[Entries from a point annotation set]
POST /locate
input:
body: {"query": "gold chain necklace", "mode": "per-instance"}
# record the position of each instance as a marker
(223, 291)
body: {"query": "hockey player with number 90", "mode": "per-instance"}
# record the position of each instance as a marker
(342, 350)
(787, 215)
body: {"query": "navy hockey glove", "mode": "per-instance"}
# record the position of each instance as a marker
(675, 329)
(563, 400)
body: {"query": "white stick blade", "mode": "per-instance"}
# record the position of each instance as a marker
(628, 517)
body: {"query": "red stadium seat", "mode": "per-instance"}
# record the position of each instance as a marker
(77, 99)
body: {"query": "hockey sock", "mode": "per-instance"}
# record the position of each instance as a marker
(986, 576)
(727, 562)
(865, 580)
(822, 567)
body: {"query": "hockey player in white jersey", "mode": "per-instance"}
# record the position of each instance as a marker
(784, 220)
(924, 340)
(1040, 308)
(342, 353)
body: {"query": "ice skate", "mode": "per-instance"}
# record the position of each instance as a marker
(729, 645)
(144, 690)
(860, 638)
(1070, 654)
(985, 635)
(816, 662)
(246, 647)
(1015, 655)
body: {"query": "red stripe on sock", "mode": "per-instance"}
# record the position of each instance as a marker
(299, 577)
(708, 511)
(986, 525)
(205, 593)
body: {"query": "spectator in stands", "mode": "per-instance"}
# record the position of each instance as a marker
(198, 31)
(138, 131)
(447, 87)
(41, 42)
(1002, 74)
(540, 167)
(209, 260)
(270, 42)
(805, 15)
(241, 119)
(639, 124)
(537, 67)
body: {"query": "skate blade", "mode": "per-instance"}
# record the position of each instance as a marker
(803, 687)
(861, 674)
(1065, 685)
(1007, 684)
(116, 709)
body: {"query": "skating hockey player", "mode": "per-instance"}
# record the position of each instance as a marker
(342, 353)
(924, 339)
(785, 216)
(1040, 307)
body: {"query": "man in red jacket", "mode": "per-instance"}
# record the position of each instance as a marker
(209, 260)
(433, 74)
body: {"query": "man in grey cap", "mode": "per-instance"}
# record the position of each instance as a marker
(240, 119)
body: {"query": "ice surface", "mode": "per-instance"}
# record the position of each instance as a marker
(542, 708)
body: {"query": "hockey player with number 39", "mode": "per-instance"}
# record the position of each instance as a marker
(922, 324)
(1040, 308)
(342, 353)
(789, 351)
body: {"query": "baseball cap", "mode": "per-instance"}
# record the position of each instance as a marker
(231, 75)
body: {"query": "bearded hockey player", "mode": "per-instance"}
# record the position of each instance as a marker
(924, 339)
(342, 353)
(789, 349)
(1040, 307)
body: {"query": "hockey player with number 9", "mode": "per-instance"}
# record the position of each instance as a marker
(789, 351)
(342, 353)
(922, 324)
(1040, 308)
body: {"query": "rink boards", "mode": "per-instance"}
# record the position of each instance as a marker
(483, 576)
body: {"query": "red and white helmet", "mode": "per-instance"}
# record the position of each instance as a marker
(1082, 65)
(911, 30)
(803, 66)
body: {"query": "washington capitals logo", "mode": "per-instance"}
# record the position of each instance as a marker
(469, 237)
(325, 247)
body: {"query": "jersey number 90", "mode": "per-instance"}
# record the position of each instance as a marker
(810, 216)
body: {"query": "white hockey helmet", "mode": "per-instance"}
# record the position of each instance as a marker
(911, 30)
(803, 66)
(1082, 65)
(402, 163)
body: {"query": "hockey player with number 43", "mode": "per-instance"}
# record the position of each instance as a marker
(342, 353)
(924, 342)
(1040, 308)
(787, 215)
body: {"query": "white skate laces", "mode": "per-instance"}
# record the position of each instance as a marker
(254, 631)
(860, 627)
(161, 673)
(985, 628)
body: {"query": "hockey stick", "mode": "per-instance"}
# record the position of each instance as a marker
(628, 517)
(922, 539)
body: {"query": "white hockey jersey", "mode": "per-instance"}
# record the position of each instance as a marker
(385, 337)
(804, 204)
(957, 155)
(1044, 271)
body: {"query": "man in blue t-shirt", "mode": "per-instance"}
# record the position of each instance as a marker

Given exercise => Extract all of the material exactly as it is written.

Written response =>
POST /locate
input:
body: {"query": "gold chain necklace", "mode": "per-instance"}
# record the position of each instance as a marker
(223, 291)
body: {"query": "hockey player with number 90", "mode": "per-instance"}
# record the position of each instance as a marker
(342, 350)
(787, 215)
body: {"query": "navy hockey glove", "mode": "per-instance"}
# record the position of each instance as a marker
(675, 329)
(563, 400)
body: {"query": "white stick blade", "mode": "per-instance"}
# record the position of each instance as a marker
(628, 517)
body: {"query": "red stadium seat", "mode": "per-instance"}
# record the position of each instance as a marker
(77, 99)
body: {"query": "hockey sock", "mode": "per-instance"}
# record the position of each instance as a marker
(986, 576)
(727, 562)
(865, 580)
(822, 567)
body: {"query": "hockey player in white jersey", "mode": "per-instance"}
# record the position of each instance as a marker
(784, 220)
(924, 340)
(1040, 308)
(342, 353)
body: {"query": "ice skate", "mode": "per-instance"}
# record the position of each instance as a marker
(729, 645)
(144, 690)
(860, 638)
(1070, 654)
(985, 635)
(816, 662)
(246, 647)
(1015, 655)
body: {"query": "red stripe on sock", "mode": "per-instance"}
# record the position of each instance as a marker
(299, 577)
(708, 511)
(986, 525)
(205, 593)
body: {"query": "spectator in stands", "mode": "per-instance"}
# record the position of each instance as a marker
(198, 31)
(138, 131)
(447, 87)
(41, 42)
(1002, 74)
(540, 167)
(209, 260)
(270, 42)
(805, 15)
(241, 119)
(639, 124)
(537, 67)
body: {"query": "skate blade", "mode": "per-instance"}
# record the position of each instance as a marker
(803, 687)
(861, 674)
(1065, 685)
(1007, 684)
(116, 709)
body: {"query": "skating hockey player", "mode": "per-instance"}
# record the position of each instance as a marker
(342, 353)
(924, 339)
(785, 216)
(1040, 307)
body: {"query": "man in red jacket", "mode": "per-instance"}
# record the position of each instance as a marker
(209, 260)
(433, 74)
body: {"query": "man in grey cap", "mode": "per-instance"}
# record the position of each instance as a marker
(240, 119)
body: {"query": "ice surface", "mode": "per-instance"}
# record the position of each instance as a marker
(542, 708)
body: {"query": "hockey player with number 39", "mode": "per-instance"}
# record the position of each instance as a marker
(922, 324)
(1040, 308)
(342, 353)
(789, 351)
body: {"query": "baseball cap", "mode": "per-instance"}
# record the position of each instance as a marker
(231, 75)
body: {"query": "bearded hockey player", "mode": "per-instance"}
# record the position of each instance as a marker
(924, 339)
(342, 353)
(789, 349)
(1040, 307)
body: {"query": "hockey player with number 9", "mode": "per-instance"}
# record the position of each instance as a marker
(789, 351)
(342, 353)
(922, 324)
(1040, 308)
body: {"query": "rink boards", "mode": "per-instance"}
# record the position of each instance as a marker
(483, 576)
body: {"query": "red and white helmet", "mode": "per-instance"}
# record the position of each instance as a marker
(1082, 65)
(911, 30)
(803, 66)
body: {"query": "washington capitals logo", "mode": "per-instance"}
# record the position of each instance as a marker
(469, 237)
(325, 247)
body: {"query": "jersey number 90", "mode": "per-instance"}
# record the position of each instance as a marker
(810, 216)
body: {"query": "white hockey helmet", "mode": "per-instance"}
# record the position of each instance as a marker
(911, 30)
(803, 66)
(1082, 65)
(402, 163)
body: {"query": "hockey player with number 43", "mode": "per-instance"}
# record the position of each instance as a marker
(342, 353)
(924, 342)
(1040, 308)
(787, 215)
body: {"query": "white skate laces", "mode": "per-instance"}
# record the position of each instance as a marker
(254, 631)
(860, 627)
(161, 673)
(985, 628)
body: {"query": "hockey stick", "mode": "per-instance"}
# record the position of each instance as a marker
(628, 517)
(922, 539)
body: {"query": "white hockey jersey", "mode": "per-instance"}
# record the position of each instance as a marker
(385, 337)
(804, 204)
(957, 155)
(1044, 271)
body: {"query": "man in blue t-shirt", "mode": "per-instance"}
# record the position of each instance as a marker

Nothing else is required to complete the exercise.